— GOAL A —
Summarize the August 15th post in two sentences.
— GOAL B —
Put the boundary labeling rows below into a two-column CSV with a header row and the columns request and mask. Each row's text goes in one quoted field and its answer in the other, with line breaks turned into spaces. Leave the pictures out.

— SELECTED EXCERPT —

___

Raising Magnolias

Because it's never too late for happily ever after…

August 15th

Today I saw a friend and I just blurted it out.

August 15th!

Uhm, OK.

Or as Coulter would say.

Mom! Random!

Because we weren’t talking about dates. Weren’t talking about August. Weren’t really even talking.

But it was in my head and I needed to say it out loud.

So I did.

Nobody wants to get divorced.

Unless you need to get divorced.

Unless you know that you are getting divorced.

Unless you’ve been trying to get divorced for almost 18 months and you find out it’s going to be another several months.

Nobody wants to get divorced.

Unless you  thought you’d be divorced in November. And January. And this spring. And this summer.

Ann Voskamp says that all is grace.

And we gave thanks in all things.

And all is grace.

So there is grace in August.

August 15th.

___

Boundary labeling items:
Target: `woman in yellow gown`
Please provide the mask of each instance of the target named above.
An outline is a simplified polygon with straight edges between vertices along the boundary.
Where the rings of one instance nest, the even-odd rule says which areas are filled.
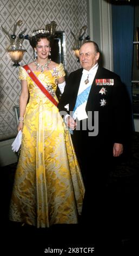
[[[28,65],[58,102],[58,83],[63,84],[62,64],[49,59],[50,37],[44,29],[30,39],[37,61]],[[21,67],[21,149],[10,206],[10,220],[37,228],[78,223],[84,188],[70,134],[57,107]],[[28,101],[28,98],[29,100]]]

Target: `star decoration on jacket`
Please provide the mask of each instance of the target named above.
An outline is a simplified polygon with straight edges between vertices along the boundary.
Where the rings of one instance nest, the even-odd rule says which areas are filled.
[[[104,99],[101,100],[100,104],[101,107],[104,107],[106,105],[106,100]]]
[[[104,88],[104,87],[102,87],[101,90],[100,90],[99,93],[101,93],[101,95],[102,95],[103,94],[105,94],[106,92],[107,92],[106,89]]]

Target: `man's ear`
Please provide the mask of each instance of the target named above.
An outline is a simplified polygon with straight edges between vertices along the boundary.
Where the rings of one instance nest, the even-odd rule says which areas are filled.
[[[97,52],[96,54],[96,60],[98,60],[98,59],[99,59],[100,58],[100,52]]]

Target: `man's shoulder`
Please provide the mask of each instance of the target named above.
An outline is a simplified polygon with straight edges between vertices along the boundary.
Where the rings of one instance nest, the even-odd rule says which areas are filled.
[[[81,68],[81,69],[77,69],[76,70],[75,70],[72,72],[71,72],[71,73],[70,73],[69,75],[76,75],[77,74],[82,74],[83,72],[83,68]]]
[[[111,78],[114,77],[119,77],[119,76],[117,74],[105,68],[99,66],[98,70],[99,70],[102,75],[111,76]]]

___

— ANSWER A —
The writer blurted out "August 15th" to a friend even though they weren't talking about dates, because the date was on the writer's mind and needed to be said aloud. Nobody wants to get divorced unless they need to, especially after trying for almost 18 months and learning it will take several more, but Ann Voskamp says that all is grace, so there is grace in August.

— ANSWER B —
request,mask
"Target: `woman in yellow gown` Please provide the mask of each instance of the target named above. An outline is a simplified polygon with straight edges between vertices along the boundary. Where the rings of one instance nest, the even-odd rule says which areas are filled.","[[[28,65],[58,102],[58,83],[63,84],[62,64],[49,59],[50,37],[44,29],[30,39],[37,61]],[[21,67],[21,149],[10,206],[10,220],[37,228],[78,223],[84,188],[70,134],[57,107]],[[28,101],[28,98],[29,100]]]"
"Target: `star decoration on jacket` Please provide the mask of each instance of the target named above. An outline is a simplified polygon with straight edges between vertices along the boundary. Where the rings of one instance nest, the even-odd rule says which areas are filled.","[[[104,99],[101,100],[100,104],[101,107],[104,107],[106,105],[106,100]]] [[[104,88],[104,87],[102,87],[101,90],[100,90],[99,93],[101,93],[101,95],[102,95],[103,94],[105,94],[106,92],[107,92],[106,89]]]"
"Target: `man's ear` Please provide the mask of each instance of the target named above. An outline is a simplified polygon with straight edges between vertices along the boundary. Where the rings of one instance nest, the even-odd rule says which areas are filled.","[[[97,52],[96,54],[96,60],[98,60],[98,59],[99,59],[100,58],[100,52]]]"
"Target: `man's shoulder` Please provide the mask of each instance of the target named above. An outline is a simplified polygon with straight edges between vertices along the boundary. Where the rings of one instance nest, the even-odd rule says which areas are filled.","[[[81,68],[81,69],[77,69],[76,70],[75,70],[72,72],[71,72],[71,73],[70,73],[69,75],[76,75],[77,74],[82,74],[83,72],[83,68]]] [[[111,78],[114,77],[119,77],[119,76],[117,74],[105,68],[99,66],[98,70],[99,70],[102,75],[111,76]]]"